## [The task]
Each line of the entries that contains the word "clicks" adds one. Reply with the resulting number only.

═══ Available data

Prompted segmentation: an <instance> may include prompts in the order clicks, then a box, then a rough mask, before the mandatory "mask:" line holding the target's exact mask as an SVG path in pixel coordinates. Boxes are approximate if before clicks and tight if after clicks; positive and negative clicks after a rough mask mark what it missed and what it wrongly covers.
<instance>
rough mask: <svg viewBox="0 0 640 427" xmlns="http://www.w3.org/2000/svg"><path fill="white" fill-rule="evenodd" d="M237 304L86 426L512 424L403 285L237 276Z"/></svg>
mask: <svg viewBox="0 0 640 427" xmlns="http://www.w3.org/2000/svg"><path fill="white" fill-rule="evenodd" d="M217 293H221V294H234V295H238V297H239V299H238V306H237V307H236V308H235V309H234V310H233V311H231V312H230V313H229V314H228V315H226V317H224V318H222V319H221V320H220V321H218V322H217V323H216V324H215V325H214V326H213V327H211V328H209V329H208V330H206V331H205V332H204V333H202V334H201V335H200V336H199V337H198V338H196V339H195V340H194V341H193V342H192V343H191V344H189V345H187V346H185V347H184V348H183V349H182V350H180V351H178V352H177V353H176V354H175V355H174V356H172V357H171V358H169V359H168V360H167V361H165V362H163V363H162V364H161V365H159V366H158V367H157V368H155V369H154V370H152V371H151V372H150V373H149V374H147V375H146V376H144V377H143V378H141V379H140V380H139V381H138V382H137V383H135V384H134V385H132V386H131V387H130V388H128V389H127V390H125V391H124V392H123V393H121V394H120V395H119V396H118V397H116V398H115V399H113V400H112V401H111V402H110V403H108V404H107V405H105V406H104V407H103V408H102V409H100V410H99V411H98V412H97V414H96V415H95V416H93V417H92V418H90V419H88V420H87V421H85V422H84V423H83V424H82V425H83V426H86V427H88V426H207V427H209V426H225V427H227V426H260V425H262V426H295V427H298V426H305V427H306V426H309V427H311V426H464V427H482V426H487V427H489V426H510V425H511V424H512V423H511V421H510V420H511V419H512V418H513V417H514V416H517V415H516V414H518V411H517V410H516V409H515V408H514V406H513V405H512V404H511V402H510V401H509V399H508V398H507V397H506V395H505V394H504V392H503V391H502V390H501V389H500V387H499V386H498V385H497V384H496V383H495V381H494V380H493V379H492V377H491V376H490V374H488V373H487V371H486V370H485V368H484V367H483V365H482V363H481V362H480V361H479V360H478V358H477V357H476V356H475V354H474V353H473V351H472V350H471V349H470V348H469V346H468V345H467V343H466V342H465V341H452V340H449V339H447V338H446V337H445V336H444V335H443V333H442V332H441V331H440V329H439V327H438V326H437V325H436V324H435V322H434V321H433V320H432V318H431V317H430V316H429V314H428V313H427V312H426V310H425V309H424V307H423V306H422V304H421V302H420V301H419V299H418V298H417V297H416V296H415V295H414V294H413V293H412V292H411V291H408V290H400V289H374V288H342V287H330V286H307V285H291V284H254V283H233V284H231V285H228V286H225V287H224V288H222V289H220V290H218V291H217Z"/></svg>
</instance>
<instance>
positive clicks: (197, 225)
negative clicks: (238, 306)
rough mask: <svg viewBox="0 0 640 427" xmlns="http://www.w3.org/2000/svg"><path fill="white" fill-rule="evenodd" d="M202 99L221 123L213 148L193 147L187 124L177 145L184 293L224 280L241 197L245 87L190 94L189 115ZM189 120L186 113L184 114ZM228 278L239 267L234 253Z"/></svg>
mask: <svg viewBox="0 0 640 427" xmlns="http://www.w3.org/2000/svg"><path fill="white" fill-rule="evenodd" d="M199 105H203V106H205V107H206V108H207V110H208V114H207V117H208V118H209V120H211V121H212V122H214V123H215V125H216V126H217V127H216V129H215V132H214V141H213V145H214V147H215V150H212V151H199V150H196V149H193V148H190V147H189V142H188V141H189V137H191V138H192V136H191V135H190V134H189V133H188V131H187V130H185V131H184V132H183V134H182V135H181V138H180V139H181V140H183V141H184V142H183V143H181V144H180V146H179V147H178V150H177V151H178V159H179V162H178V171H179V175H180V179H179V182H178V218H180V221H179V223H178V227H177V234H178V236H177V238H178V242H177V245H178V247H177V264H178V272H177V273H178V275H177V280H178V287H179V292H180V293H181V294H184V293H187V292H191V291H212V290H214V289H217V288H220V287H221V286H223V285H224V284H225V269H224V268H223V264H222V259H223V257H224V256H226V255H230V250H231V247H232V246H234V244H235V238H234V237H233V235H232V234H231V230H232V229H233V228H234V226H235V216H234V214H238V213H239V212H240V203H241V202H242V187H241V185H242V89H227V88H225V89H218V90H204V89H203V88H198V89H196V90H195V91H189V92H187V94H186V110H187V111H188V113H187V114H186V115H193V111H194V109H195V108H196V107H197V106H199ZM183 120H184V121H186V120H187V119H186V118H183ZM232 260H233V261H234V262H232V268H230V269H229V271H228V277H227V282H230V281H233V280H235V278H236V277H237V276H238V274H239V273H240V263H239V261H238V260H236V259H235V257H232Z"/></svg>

══════

## [Written response]
3